_What is needed_: Locate each line below that contains the string "tree" and copy those lines out in full.

---+---

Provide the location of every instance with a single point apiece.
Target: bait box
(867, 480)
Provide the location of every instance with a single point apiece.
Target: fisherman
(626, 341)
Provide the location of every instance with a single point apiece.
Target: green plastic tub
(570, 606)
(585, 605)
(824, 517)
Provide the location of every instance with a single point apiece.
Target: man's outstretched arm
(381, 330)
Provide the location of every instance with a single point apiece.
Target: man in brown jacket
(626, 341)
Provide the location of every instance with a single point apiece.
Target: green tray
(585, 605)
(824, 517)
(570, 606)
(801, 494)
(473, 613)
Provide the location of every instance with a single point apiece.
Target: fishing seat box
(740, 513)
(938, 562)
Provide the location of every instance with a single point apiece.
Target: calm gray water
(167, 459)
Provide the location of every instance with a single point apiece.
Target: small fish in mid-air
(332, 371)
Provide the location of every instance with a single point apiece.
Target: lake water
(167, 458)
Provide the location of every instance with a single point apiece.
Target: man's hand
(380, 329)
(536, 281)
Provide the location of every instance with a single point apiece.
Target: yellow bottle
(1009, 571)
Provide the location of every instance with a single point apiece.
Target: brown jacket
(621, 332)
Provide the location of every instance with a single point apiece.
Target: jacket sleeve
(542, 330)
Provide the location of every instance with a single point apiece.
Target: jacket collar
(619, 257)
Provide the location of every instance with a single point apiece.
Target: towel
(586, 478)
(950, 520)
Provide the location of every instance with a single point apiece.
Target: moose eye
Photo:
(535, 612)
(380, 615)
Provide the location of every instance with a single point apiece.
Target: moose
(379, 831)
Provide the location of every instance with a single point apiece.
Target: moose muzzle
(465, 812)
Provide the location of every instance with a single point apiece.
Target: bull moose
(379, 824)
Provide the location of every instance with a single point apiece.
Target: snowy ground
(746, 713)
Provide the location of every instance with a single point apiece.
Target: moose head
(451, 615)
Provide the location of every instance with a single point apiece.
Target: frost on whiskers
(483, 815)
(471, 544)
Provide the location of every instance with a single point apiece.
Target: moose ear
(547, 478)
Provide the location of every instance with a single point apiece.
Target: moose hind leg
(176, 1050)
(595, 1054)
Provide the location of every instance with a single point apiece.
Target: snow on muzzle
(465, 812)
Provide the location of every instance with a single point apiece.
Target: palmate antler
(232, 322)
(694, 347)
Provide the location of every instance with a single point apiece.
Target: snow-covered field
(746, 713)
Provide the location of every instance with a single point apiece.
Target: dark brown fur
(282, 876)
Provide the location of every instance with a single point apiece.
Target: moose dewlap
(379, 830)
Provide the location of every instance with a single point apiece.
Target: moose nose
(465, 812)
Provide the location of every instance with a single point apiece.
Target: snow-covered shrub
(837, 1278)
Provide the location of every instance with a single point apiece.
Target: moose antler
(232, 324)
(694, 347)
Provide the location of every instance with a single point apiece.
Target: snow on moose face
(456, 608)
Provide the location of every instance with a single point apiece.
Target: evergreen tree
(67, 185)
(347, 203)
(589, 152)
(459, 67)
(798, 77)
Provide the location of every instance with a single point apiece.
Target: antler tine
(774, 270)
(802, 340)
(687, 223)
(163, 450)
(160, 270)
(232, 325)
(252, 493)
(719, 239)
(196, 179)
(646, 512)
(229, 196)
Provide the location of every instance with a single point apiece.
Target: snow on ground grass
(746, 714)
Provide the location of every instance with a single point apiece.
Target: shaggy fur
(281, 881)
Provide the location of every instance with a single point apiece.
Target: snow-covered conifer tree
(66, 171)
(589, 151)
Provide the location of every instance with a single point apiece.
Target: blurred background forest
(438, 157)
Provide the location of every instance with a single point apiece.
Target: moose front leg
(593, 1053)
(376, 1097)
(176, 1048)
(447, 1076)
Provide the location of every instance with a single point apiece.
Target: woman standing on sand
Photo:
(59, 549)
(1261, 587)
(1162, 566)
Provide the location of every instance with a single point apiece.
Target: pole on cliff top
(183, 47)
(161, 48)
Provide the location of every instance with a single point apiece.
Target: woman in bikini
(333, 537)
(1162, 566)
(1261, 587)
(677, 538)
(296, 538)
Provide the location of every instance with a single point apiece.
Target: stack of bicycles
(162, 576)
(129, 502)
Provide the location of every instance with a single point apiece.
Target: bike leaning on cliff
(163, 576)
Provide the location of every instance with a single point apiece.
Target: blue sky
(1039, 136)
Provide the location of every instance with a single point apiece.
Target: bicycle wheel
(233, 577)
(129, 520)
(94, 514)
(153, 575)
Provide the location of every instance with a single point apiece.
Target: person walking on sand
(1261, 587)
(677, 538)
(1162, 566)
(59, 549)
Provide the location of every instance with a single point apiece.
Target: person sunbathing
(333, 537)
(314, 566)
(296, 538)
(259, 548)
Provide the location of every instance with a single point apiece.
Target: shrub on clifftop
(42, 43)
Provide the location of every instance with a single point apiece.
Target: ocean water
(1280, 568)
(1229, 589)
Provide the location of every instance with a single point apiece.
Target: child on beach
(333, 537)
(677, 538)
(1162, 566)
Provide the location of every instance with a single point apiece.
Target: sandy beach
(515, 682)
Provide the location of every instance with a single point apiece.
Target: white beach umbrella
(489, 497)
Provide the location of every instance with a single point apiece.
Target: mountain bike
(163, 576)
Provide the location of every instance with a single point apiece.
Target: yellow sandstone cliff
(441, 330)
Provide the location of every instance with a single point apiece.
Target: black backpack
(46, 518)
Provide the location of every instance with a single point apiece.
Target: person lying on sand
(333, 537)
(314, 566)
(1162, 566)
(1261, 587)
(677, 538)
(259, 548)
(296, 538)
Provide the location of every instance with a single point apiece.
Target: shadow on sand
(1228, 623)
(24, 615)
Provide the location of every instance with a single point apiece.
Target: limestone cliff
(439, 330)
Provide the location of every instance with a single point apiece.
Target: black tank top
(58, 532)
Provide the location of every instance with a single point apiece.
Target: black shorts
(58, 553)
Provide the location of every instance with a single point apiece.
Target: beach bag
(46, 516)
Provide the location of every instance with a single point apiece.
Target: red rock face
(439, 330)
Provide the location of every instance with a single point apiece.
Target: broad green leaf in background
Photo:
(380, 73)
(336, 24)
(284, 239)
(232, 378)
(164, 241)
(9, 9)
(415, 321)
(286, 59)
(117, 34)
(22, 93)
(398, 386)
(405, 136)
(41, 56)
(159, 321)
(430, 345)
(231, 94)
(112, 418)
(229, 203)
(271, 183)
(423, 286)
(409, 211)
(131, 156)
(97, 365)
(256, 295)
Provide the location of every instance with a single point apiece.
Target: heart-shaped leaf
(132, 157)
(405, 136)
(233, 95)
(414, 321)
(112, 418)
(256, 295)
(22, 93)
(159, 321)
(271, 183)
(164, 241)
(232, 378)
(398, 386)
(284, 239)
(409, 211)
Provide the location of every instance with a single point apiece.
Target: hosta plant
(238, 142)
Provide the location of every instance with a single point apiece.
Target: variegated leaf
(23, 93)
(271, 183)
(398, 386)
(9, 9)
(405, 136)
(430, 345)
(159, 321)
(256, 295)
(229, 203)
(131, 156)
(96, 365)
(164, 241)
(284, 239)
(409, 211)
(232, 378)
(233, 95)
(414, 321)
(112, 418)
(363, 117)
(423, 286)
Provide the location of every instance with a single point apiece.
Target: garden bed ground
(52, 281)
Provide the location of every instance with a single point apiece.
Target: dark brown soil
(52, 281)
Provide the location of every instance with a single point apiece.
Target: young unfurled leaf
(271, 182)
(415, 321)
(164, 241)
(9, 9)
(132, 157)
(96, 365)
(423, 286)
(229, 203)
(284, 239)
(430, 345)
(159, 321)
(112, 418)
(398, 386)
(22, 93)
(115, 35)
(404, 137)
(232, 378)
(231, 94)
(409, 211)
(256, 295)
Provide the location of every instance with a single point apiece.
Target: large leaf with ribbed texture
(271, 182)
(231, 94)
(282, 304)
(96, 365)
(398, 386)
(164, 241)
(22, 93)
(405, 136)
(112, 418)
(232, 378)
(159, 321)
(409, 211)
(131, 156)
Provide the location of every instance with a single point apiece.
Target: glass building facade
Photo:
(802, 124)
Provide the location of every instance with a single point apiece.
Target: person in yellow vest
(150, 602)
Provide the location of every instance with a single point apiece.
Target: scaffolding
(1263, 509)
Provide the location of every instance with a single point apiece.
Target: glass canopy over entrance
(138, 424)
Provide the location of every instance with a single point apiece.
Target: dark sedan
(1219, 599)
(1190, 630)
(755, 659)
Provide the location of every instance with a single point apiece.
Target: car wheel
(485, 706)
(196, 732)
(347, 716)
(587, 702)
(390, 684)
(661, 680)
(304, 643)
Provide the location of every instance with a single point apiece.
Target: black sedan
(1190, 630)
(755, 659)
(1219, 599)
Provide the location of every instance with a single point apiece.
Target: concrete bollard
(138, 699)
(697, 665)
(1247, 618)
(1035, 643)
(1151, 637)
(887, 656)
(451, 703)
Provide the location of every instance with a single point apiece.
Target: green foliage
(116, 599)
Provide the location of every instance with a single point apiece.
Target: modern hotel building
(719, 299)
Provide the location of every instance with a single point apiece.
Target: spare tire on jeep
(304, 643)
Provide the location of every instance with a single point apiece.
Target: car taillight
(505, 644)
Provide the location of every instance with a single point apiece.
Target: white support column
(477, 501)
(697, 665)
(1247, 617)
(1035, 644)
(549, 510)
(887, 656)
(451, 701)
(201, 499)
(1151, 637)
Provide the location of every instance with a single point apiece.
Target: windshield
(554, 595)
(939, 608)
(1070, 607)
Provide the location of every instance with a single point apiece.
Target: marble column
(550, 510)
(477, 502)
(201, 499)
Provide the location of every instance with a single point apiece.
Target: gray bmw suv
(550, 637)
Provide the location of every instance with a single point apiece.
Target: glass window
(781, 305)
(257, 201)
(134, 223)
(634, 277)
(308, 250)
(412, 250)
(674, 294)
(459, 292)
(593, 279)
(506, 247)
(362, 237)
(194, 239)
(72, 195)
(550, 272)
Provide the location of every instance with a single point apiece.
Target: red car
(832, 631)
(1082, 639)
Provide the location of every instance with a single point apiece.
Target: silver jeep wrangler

---+---

_The result_:
Target: evergreen tree
Target: snow-covered conifer tree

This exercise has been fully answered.